## YOUR OBJECTIVE
Restate word for word the line containing "Identify one point on each instance of the snow-filled" and each line that follows it, through the last line below, and nothing else.

[Start of section]

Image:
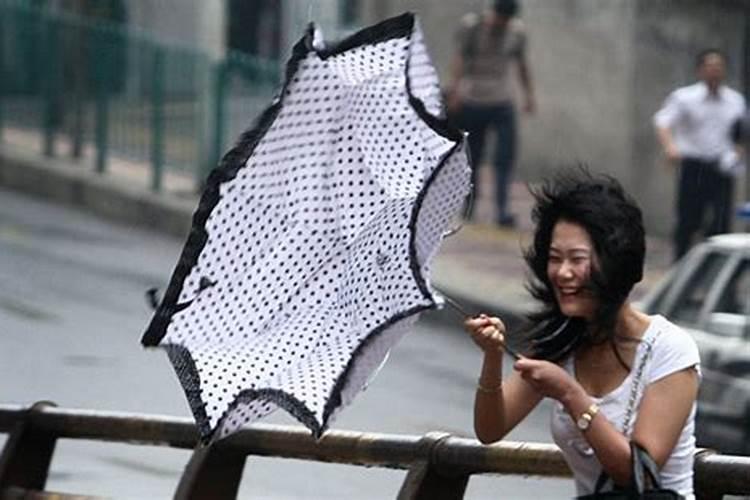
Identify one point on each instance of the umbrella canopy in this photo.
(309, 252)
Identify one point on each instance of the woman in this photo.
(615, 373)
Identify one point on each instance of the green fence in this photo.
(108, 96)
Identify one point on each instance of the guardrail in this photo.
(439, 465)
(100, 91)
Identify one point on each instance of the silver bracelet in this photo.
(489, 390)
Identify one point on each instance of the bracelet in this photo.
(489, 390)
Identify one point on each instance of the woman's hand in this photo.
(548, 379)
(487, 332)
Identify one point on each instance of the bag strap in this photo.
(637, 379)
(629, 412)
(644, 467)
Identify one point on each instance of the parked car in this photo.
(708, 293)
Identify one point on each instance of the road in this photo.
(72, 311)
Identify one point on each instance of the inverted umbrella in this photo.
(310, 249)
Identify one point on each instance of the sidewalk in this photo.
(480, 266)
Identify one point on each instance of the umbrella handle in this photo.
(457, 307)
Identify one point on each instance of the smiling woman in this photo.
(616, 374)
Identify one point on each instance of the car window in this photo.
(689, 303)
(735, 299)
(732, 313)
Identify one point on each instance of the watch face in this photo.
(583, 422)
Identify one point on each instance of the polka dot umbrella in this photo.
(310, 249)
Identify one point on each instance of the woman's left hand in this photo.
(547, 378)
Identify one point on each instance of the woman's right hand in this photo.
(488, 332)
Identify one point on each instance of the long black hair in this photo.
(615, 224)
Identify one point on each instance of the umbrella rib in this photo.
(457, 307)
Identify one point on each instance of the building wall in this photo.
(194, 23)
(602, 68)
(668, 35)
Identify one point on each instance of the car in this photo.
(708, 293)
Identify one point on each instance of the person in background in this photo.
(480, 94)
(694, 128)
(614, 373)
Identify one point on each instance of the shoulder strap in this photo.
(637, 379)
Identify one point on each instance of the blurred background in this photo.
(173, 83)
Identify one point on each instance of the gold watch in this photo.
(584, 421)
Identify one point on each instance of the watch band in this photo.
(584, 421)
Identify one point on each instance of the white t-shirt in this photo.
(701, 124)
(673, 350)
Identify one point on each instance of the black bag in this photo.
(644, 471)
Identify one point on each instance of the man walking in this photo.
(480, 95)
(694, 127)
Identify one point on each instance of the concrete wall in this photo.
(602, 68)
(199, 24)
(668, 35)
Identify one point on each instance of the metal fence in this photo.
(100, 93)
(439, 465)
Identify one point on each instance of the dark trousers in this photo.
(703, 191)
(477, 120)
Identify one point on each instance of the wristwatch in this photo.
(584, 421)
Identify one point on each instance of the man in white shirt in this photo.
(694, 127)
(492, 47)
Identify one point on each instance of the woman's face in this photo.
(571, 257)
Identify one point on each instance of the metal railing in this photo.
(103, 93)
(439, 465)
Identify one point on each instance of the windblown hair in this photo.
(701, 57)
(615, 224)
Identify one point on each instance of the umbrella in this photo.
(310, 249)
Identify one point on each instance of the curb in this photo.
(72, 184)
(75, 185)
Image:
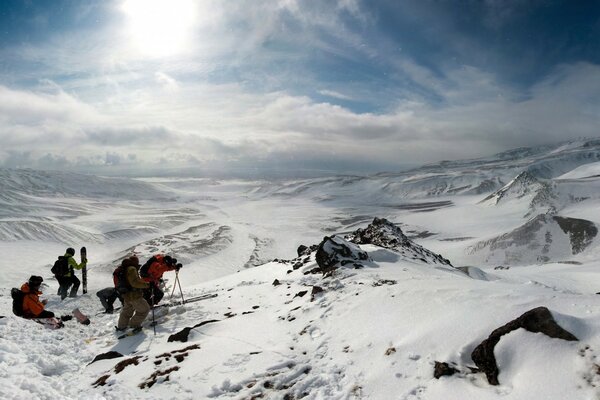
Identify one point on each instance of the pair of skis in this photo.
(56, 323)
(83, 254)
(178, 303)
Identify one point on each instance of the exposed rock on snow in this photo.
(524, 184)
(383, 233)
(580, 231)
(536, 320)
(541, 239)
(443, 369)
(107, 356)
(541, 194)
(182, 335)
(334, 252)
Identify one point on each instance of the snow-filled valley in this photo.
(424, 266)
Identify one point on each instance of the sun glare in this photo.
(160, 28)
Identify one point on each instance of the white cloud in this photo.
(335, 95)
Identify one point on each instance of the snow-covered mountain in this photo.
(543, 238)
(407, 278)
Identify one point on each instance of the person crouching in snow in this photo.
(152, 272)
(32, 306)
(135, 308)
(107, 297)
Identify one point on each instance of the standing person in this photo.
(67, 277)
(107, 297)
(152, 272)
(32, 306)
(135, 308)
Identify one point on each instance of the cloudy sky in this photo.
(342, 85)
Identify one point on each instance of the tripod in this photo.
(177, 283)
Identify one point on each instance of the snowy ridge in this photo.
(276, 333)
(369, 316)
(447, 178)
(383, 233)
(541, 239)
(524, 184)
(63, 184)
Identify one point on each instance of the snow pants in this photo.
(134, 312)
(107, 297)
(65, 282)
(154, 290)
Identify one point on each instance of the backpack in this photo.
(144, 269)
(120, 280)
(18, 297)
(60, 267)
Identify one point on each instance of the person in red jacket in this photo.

[End of section]

## RESULT BELOW
Identify one point on each instance of the snow-filled valley in this photo.
(424, 266)
Identify one point on each instance of the sun glare in this photo.
(160, 28)
Identify one point on each instance of the white cloud in this photo.
(335, 95)
Identify one point on each instance of the snow-covered mountain in this photo.
(543, 238)
(407, 278)
Identify one point on each instance of the person crouching in snow in this photo.
(152, 272)
(32, 306)
(135, 308)
(107, 297)
Identify one point on each instance of the standing person in this photo.
(67, 277)
(107, 297)
(152, 272)
(32, 306)
(135, 308)
Identify one point on each instance of the cloudy sky in this photo.
(342, 85)
Identify one point on each instance of the tripod in this photo.
(177, 283)
Identify one point on each instance of the snowy ridge in this photo.
(276, 333)
(369, 316)
(447, 178)
(383, 233)
(541, 239)
(524, 184)
(63, 184)
Identify one point on each instance of the snow pants in this photo.
(134, 312)
(107, 297)
(65, 282)
(154, 290)
Identify one point on each instance of the backpack in this photo.
(144, 269)
(120, 280)
(18, 297)
(60, 267)
Identify one point on each instance of the person in red jacket in this photo.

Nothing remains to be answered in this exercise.